Problem to solve: Make an exact copy of the records, with the pictures left out.

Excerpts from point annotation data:
[START]

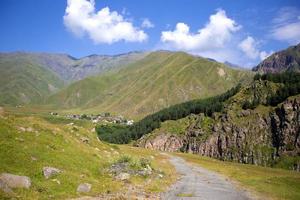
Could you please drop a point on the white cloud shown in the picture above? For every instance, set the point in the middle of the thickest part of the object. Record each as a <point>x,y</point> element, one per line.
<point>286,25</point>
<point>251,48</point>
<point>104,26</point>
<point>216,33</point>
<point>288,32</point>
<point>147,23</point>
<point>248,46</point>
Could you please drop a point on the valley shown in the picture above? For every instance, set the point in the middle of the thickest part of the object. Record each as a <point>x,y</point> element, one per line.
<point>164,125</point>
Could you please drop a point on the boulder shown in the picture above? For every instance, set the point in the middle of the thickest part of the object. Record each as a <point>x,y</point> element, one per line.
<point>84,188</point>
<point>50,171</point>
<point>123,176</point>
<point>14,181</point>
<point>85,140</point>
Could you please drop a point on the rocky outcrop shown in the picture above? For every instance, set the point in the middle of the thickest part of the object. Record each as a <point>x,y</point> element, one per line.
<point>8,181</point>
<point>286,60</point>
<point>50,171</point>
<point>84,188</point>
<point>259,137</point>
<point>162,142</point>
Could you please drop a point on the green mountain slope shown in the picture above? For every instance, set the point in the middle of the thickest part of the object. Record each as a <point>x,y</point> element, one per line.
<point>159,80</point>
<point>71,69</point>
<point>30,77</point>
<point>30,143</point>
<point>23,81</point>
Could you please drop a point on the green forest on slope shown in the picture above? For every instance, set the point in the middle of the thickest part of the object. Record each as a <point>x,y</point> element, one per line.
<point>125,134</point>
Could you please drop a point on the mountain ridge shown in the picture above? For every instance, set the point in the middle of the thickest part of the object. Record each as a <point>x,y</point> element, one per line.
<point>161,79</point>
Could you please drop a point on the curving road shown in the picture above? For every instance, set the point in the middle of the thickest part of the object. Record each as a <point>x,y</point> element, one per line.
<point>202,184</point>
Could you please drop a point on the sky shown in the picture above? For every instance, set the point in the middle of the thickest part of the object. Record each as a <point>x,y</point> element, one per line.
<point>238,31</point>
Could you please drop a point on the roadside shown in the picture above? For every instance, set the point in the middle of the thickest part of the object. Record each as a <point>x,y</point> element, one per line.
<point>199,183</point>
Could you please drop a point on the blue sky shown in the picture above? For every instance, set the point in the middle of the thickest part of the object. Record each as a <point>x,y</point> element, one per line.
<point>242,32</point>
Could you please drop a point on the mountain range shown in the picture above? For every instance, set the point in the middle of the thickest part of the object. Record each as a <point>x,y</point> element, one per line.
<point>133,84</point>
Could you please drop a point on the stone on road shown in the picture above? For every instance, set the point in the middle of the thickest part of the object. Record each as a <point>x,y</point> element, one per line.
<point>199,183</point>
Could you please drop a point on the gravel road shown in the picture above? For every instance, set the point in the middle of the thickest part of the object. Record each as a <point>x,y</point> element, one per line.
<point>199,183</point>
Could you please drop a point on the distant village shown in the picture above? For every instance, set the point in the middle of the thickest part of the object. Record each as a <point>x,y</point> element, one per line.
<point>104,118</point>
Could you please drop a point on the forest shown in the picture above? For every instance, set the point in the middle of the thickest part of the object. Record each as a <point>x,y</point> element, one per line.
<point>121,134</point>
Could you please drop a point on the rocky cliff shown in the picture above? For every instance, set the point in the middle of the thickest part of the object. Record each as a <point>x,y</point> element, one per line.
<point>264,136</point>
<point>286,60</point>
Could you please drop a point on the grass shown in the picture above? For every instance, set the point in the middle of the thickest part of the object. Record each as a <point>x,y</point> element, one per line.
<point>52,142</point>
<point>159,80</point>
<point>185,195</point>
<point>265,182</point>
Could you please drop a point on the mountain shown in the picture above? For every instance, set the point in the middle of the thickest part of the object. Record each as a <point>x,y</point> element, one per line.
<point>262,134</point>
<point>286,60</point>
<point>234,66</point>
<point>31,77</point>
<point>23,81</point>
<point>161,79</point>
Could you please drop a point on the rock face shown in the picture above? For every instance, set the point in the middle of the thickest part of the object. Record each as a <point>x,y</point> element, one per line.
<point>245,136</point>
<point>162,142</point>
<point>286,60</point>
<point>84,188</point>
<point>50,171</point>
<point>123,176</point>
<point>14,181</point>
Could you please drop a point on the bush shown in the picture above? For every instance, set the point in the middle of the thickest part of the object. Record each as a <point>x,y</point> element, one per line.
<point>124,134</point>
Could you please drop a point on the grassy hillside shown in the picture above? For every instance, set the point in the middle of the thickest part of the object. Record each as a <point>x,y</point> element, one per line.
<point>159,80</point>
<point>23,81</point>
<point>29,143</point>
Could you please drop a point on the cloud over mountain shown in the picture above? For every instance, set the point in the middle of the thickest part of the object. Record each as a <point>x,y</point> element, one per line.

[END]

Exercise answer:
Could you please drop a point on the white cloud shown in the picture above? For every instance, set the point in the middle of the thickest part of the object. Record each as a <point>x,y</point> element, one per line.
<point>286,25</point>
<point>251,48</point>
<point>104,26</point>
<point>216,33</point>
<point>288,32</point>
<point>147,23</point>
<point>248,46</point>
Could you please drop a point on the valley shown in the picture above? For every instance, set the point in the middle of the thickest part of the object. Record each as a <point>x,y</point> element, one per line.
<point>164,125</point>
Could you please drop a point on the boulder shown in the picture above? For every instance, set the point in the middle of the thickest part of the object. Record each as a <point>x,y</point> element, one per line.
<point>84,188</point>
<point>50,171</point>
<point>123,176</point>
<point>14,181</point>
<point>85,140</point>
Could you please drop a point on the rocky outcrop shown in the picture above? For every instance, set the point in the middle of the thickest part of the object. Record each as a <point>x,y</point> element, one per line.
<point>8,181</point>
<point>286,60</point>
<point>50,171</point>
<point>84,188</point>
<point>259,137</point>
<point>162,142</point>
Could you please drop a point on the green mountain slope shown in the picture above? For every instance, set the point in the middle of the thickest part of the object. Record each as a <point>x,y</point> element, one per line.
<point>159,80</point>
<point>71,69</point>
<point>30,77</point>
<point>30,143</point>
<point>23,81</point>
Could you please drop a point on the green forest on slope shown in the picture above? For every instance, set the point in the middle of the thickest part of the object. Record each as a <point>x,y</point> element, one per line.
<point>125,134</point>
Could you please drop a point on the mountain ridge shown in the picture above? For every instance, set the point in the middle of the thickest part of the object. Record each as a <point>x,y</point> element, one per line.
<point>161,79</point>
Could you please drop a point on the curving road shown in the picture above? For every instance, set the point in the middle of the thickest part of the object. Record each as a <point>x,y</point> element, one per line.
<point>202,184</point>
Could you please drop a point on the sky shown in the picture above? For every instance, set the point in the middle of the thickest part of the object. Record each as a <point>x,y</point> element, one per line.
<point>238,31</point>
Could you please drop a point on the roadside shown in the picture above? For every instance, set the point in the middle of the thickest part of the object. Record each as a <point>x,y</point> element, one per line.
<point>199,183</point>
Could you please drop a point on the blue sky shown in the picture above? For every instance, set the point in the middle of the thickest part of the object. Record each as a <point>x,y</point> element, one per line.
<point>242,32</point>
Could you please drop a point on the mountain range shown in the picture above? For every instance, set the point in the middle of the thickest part of the object. Record each as a <point>x,y</point> element, one per line.
<point>133,84</point>
Could you please drop a point on the stone on road shown in the picture above? For every instance, set the point in the middle of the thickest part of the object. Record each as a <point>x,y</point> element, one per line.
<point>199,183</point>
Could you please drop a point on the gravel road shown in the picture above? For every instance, set the point in the middle of the thickest part of the object. Record each as a <point>x,y</point> element, one per line.
<point>199,183</point>
Could you please drop a point on the distant village shown in the picture above? For every instance, set the point in the middle of the thickest part of the object. Record each as a <point>x,y</point> element, one per line.
<point>104,118</point>
Could you please drop a point on the forest shown in the picture above? For every instance, set the point in the middle of the thickest part of the object. Record each as a <point>x,y</point> element, one per line.
<point>121,134</point>
Could you please drop a point on the rocky cliff shown in the picture above? For every instance, set the point in the middle of the thickest part of the object. Record each as a <point>x,y</point> element, one per line.
<point>264,136</point>
<point>286,60</point>
Could you please drop a point on the grass shown in the picture above? For every instance, set the point in the middle of the thickest part of the object. Record each as a <point>x,y</point> element, one per line.
<point>52,142</point>
<point>159,80</point>
<point>185,195</point>
<point>265,182</point>
Could you please drop a point on the mountain shown in the picture above? For every instance, set the point in the middle of the thickest part of the object. Record each as a <point>x,y</point> element, one per line.
<point>262,134</point>
<point>286,60</point>
<point>234,66</point>
<point>31,77</point>
<point>23,81</point>
<point>161,79</point>
Could you please drop a point on the rock face shown in the picture above? For every instance, set the point in the middle of the thickest part of the object. Record each as a <point>x,y</point> element, one per line.
<point>245,136</point>
<point>162,142</point>
<point>286,60</point>
<point>84,188</point>
<point>50,171</point>
<point>123,176</point>
<point>14,181</point>
Could you please drop a point on the bush shown in the picture above? For every instance, set the point in the middle of the thickest part of the object. Record each as a <point>x,y</point> element, one per line.
<point>124,134</point>
Could you please drop a point on the grassy hillside shown in the picture above? For every instance, set the point in the middle of the thickest part of the object. Record each as a <point>x,y</point> element, one per line.
<point>159,80</point>
<point>23,81</point>
<point>29,143</point>
Could you please drop a point on the cloud over mountain shown in the picture above? For every instance, set the point in the middle of the thickest part of the object. Record each as a <point>x,y</point> element, one per line.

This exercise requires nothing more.